(Mask labeling examples)
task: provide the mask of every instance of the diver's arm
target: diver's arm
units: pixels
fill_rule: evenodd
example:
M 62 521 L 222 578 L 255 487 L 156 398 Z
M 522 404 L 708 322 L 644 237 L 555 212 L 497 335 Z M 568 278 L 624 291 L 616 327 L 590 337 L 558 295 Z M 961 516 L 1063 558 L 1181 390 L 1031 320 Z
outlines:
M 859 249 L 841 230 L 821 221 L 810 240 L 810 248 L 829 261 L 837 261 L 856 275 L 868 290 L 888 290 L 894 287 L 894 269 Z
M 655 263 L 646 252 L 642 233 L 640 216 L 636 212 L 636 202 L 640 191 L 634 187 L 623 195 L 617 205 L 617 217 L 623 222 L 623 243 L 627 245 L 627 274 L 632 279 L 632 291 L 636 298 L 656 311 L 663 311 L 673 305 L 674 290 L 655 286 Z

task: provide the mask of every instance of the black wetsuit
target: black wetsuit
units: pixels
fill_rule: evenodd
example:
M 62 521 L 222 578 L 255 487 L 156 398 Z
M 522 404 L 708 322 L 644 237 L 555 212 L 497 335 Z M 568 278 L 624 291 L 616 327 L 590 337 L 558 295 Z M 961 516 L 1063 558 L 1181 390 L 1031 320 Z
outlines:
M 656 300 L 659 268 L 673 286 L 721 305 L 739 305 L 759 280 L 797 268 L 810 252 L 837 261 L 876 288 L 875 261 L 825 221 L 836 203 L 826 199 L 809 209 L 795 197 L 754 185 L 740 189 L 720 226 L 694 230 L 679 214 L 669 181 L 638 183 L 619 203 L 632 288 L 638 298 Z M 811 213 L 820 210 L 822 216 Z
==
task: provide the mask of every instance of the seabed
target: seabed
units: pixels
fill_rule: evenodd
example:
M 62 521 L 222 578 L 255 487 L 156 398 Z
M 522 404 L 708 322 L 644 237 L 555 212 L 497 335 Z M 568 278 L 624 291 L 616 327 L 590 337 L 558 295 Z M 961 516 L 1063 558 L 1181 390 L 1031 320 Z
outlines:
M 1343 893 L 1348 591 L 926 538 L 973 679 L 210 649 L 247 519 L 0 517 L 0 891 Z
==
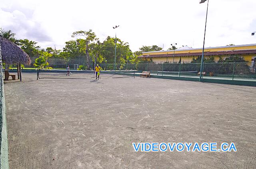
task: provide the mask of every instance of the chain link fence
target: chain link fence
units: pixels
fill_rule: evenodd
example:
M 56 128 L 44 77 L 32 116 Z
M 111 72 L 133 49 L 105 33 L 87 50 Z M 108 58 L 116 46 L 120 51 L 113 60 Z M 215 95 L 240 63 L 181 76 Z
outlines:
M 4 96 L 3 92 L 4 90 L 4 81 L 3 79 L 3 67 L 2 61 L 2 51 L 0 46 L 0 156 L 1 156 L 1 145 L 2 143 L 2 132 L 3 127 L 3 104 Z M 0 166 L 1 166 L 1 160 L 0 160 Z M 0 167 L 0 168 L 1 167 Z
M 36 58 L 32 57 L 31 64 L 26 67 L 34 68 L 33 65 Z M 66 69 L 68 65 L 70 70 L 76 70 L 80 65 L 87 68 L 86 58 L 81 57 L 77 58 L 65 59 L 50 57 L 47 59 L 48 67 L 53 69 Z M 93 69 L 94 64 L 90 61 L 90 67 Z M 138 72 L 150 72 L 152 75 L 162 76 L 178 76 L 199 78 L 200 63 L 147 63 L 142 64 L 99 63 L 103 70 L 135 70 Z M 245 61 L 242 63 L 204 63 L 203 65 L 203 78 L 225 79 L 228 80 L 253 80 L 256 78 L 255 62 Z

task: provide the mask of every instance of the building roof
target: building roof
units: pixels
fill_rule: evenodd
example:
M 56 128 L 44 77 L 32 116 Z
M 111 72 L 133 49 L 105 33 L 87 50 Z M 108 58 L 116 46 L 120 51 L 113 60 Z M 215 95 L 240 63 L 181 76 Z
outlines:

What you are asked to do: Copy the lines word for word, beginning at the line that contains "task: provide the mask of every instance of the diver's" and stopping after the line that contains "M 655 263 L".

Exercise result:
task: provide the mask of every instance of the diver's arm
target: diver's arm
units: pixels
fill_rule: evenodd
example:
M 62 521 L 222 578 L 255 487 L 156 398 Z
M 522 404 L 708 322 L 644 237 L 555 212 L 497 335 Z M 568 278 L 624 291 L 616 327 L 590 337 L 558 295 Z M 961 516 L 1063 558 L 1181 390 L 1031 320 Z
outlines:
M 859 249 L 841 230 L 821 221 L 810 240 L 810 248 L 829 261 L 837 261 L 856 275 L 868 290 L 888 290 L 894 287 L 894 269 Z
M 655 263 L 646 252 L 642 233 L 640 216 L 636 212 L 636 202 L 640 191 L 634 187 L 623 195 L 617 205 L 617 217 L 623 222 L 623 243 L 627 245 L 627 274 L 632 279 L 632 291 L 636 298 L 656 311 L 663 311 L 673 305 L 674 290 L 655 286 Z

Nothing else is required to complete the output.